2. Notify Stakeholders

SEV-1:

  • Create Slack incident channel: /incident create SEV-1 API Outage
  • Page engineering manager
  • Notify customer success team

SEV-2:

  • Post in #incidents channel
  • Tag on-call team

SEV-3:

  • Post in #engineering channel
  • No pages needed

3. Start Incident Timeline

Create incident doc (copy template):

Incident: API Outage
Started: 2025-01-15 14:30 UTC
Severity: SEV-1

Timeline:
14:30 - Alert fired
14:31 - On-call acknowledged
14:32 - Assessed as SEV-1
14:33 - Created incident channel

Immediate Mitigation (First 15 Minutes)

Goal: Stop the bleeding, restore service

Quick Mitigation Options

Option A: Rollback Recent Deploy

# Check recent deploys
kubectl rollout history deployment/api-server

# Rollback if deployed < 30 min ago
kubectl rollout undo deployment/api-server

When to use: Deploy coincides with incident start.

────────────────

(Set exercise 1): Report every line of the records that contains the string "chair", treating uppercase and lowercase letters as distinct.
(Set exercise 2): Resume the incident response runbook directly after its final sentence, continuing in the same style and format.
The incident response runbook and the records are unrelated to each other.

(Raw records):

────────────────

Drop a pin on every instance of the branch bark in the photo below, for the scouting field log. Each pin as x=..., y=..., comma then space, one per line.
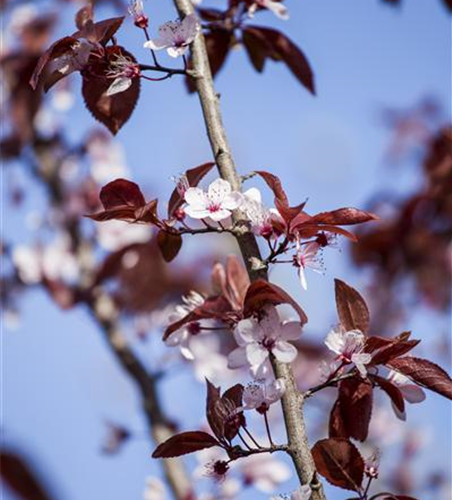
x=106, y=315
x=292, y=401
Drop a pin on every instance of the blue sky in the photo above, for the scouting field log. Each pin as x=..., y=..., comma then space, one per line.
x=59, y=381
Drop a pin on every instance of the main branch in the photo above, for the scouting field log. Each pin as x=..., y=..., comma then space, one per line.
x=292, y=401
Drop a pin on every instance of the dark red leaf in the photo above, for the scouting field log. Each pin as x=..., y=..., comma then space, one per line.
x=194, y=176
x=186, y=442
x=112, y=111
x=351, y=307
x=121, y=192
x=261, y=293
x=169, y=244
x=393, y=350
x=214, y=416
x=424, y=373
x=392, y=391
x=354, y=405
x=339, y=461
x=213, y=307
x=343, y=217
x=281, y=47
x=57, y=49
x=100, y=32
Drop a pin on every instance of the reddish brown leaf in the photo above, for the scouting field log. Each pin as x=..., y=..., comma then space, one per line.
x=194, y=176
x=351, y=415
x=351, y=307
x=213, y=307
x=100, y=32
x=121, y=192
x=280, y=47
x=184, y=443
x=261, y=293
x=393, y=350
x=274, y=183
x=169, y=244
x=339, y=461
x=112, y=111
x=343, y=217
x=424, y=373
x=57, y=49
x=391, y=390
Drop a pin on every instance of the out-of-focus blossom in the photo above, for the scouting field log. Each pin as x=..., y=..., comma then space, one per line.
x=264, y=471
x=183, y=336
x=259, y=395
x=348, y=345
x=54, y=262
x=257, y=214
x=277, y=8
x=410, y=392
x=123, y=71
x=115, y=234
x=176, y=36
x=303, y=493
x=136, y=10
x=154, y=489
x=307, y=256
x=257, y=339
x=217, y=203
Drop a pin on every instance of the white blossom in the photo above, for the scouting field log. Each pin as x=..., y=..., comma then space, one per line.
x=183, y=336
x=307, y=256
x=257, y=339
x=176, y=36
x=277, y=8
x=348, y=345
x=217, y=203
x=260, y=395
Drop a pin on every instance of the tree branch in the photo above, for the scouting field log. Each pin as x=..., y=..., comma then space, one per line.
x=105, y=313
x=292, y=400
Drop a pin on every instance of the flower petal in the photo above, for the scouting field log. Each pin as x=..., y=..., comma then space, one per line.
x=284, y=351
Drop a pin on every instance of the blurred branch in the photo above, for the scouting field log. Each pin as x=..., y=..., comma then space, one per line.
x=106, y=315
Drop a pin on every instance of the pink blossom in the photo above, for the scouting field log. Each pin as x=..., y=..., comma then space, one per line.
x=348, y=345
x=136, y=10
x=257, y=339
x=175, y=36
x=277, y=8
x=183, y=336
x=217, y=203
x=307, y=256
x=303, y=493
x=123, y=71
x=259, y=396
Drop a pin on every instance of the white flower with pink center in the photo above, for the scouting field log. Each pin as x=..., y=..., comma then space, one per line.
x=307, y=256
x=257, y=339
x=259, y=396
x=277, y=8
x=349, y=345
x=410, y=392
x=303, y=493
x=123, y=71
x=176, y=36
x=217, y=203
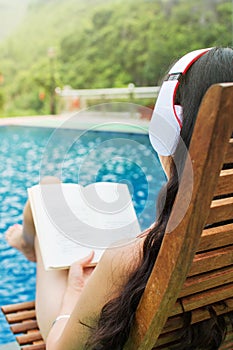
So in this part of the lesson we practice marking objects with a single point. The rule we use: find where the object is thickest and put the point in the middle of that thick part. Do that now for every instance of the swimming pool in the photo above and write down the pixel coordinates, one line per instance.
(26, 153)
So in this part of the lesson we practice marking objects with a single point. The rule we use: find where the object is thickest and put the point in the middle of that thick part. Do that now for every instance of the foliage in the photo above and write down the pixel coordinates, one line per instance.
(101, 43)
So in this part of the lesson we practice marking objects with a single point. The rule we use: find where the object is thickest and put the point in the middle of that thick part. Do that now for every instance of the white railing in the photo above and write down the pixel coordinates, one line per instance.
(81, 96)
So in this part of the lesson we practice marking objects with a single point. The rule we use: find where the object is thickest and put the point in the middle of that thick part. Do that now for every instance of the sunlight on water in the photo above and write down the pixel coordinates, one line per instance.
(94, 156)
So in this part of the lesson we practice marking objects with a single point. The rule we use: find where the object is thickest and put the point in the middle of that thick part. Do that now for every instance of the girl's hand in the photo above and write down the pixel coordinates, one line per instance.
(79, 273)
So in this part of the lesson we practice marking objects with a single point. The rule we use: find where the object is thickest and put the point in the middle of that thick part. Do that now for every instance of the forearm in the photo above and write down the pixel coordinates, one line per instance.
(56, 335)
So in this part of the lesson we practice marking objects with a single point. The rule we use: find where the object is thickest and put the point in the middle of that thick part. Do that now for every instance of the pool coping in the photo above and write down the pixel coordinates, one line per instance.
(82, 121)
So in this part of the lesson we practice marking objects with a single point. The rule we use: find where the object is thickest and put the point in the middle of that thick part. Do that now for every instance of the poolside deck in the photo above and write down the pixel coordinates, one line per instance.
(10, 346)
(84, 120)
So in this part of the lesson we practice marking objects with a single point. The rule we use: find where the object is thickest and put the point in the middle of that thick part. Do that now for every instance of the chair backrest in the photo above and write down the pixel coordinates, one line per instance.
(194, 267)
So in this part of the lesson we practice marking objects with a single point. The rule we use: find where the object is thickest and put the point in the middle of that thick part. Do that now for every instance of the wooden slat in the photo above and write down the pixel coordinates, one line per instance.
(207, 297)
(18, 307)
(211, 260)
(28, 338)
(180, 242)
(198, 315)
(225, 183)
(24, 326)
(220, 210)
(229, 153)
(216, 237)
(21, 316)
(207, 281)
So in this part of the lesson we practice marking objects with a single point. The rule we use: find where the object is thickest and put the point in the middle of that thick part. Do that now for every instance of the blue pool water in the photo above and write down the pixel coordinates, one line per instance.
(28, 153)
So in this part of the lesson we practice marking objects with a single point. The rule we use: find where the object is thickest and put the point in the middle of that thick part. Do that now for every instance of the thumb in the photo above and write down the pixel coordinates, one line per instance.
(87, 259)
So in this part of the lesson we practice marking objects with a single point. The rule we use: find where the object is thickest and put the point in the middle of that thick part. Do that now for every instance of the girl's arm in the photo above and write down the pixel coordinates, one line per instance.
(84, 301)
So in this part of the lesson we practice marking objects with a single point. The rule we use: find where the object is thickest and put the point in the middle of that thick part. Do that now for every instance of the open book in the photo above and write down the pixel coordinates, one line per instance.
(71, 220)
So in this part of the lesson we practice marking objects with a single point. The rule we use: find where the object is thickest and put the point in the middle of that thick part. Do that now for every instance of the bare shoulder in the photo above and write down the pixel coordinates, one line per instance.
(120, 260)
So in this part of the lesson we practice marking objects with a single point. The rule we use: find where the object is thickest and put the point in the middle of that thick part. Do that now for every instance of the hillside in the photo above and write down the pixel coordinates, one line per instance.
(99, 43)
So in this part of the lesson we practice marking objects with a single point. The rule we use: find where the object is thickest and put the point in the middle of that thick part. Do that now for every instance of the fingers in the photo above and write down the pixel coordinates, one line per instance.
(87, 259)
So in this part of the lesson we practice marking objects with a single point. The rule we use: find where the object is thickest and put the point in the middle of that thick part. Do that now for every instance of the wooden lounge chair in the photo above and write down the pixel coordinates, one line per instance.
(193, 274)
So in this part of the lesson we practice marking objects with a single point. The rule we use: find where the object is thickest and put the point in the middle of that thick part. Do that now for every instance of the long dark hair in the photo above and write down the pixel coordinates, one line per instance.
(117, 315)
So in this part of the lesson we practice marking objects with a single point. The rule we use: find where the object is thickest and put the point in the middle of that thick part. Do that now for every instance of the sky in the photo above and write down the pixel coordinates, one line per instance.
(11, 14)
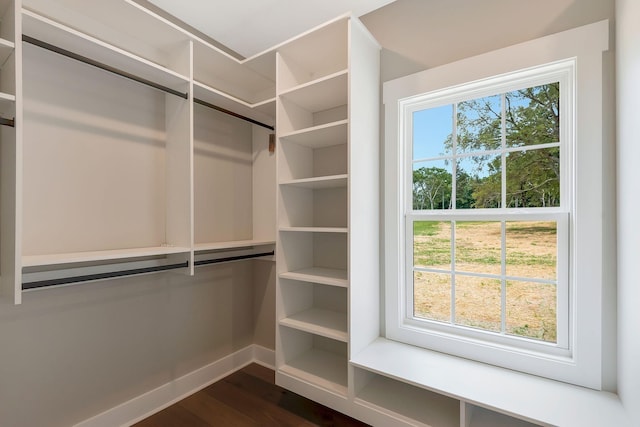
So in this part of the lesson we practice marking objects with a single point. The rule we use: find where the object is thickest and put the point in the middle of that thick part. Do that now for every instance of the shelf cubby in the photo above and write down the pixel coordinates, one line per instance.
(308, 250)
(316, 359)
(325, 135)
(314, 308)
(405, 402)
(301, 162)
(314, 55)
(321, 275)
(476, 416)
(310, 207)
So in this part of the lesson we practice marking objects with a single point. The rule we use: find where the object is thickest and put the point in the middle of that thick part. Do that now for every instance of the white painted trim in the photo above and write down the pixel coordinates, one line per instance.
(155, 400)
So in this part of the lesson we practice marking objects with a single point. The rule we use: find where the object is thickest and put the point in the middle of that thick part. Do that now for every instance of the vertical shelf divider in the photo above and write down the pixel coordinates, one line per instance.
(11, 161)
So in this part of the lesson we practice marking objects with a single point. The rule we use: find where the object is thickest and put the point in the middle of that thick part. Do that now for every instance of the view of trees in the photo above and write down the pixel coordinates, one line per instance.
(531, 119)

────────────────

(Final result 1):
So in this part of the lesson we practice marking objects with a single point. The rule we use: find where the object is thickest and put the point in the middle of that thick part. Do that now for every instance of the chair backrest in the photo above and write down the pixel coordinates, one line per instance.
So in this part of the lesson we practice marking objects with a single point. The rule we use: find where the object is thickest and put the point in the middle of that thick part. Do that now for every instance of the wooden lounge chair in the photo above and write down the pixel coordinates, one line per instance.

(Final result 2):
Option B: Scale Up

# Increase replicas
kubectl scale deployment/api-server --replicas=20

When to use: High traffic, resource exhaustion.

Option C: Restart Services

# Restart pods
kubectl rollout restart deployment/api-server

When to use: Memory leak, connection pool issues.

Option D: Enable Circuit Breaker

# Disable failing external service calls
kubectl set env deployment/api-server FEATURE_EXTERNAL_API=false

When to use: Third-party service degraded.

Communication Protocol

Update Frequency

SEV-1: Every 10 minutes SEV-2: Every 30 minutes SEV-3: Hourly

Communication Template

**[14:45] UPDATE**

**Status:** Investigating
**Impact:** API returning 503 errors. ~75% of requests failing.
**Actions Taken:**
- Rolled back deploy from 14:25
- Increased pod replicas to 15
**Next Steps:**
- Monitoring rollback impact
- Investigating database connection issues
**ETA:** Unknown

**Customer Impact:** Users cannot place orders.
**Workaround:** None available.

Status Updates

## Status Messages

**Investigating:**
> We are aware of elevated error rates on the API.
> Investigating the root cause. Updates every 10 minutes.

**Identified:**
> Root cause identified: database connection pool exhausted.
> Implementing fix now.

**Monitoring:**
> Fix deployed. Error rate dropping.
> Monitoring for 30 minutes before declaring resolved.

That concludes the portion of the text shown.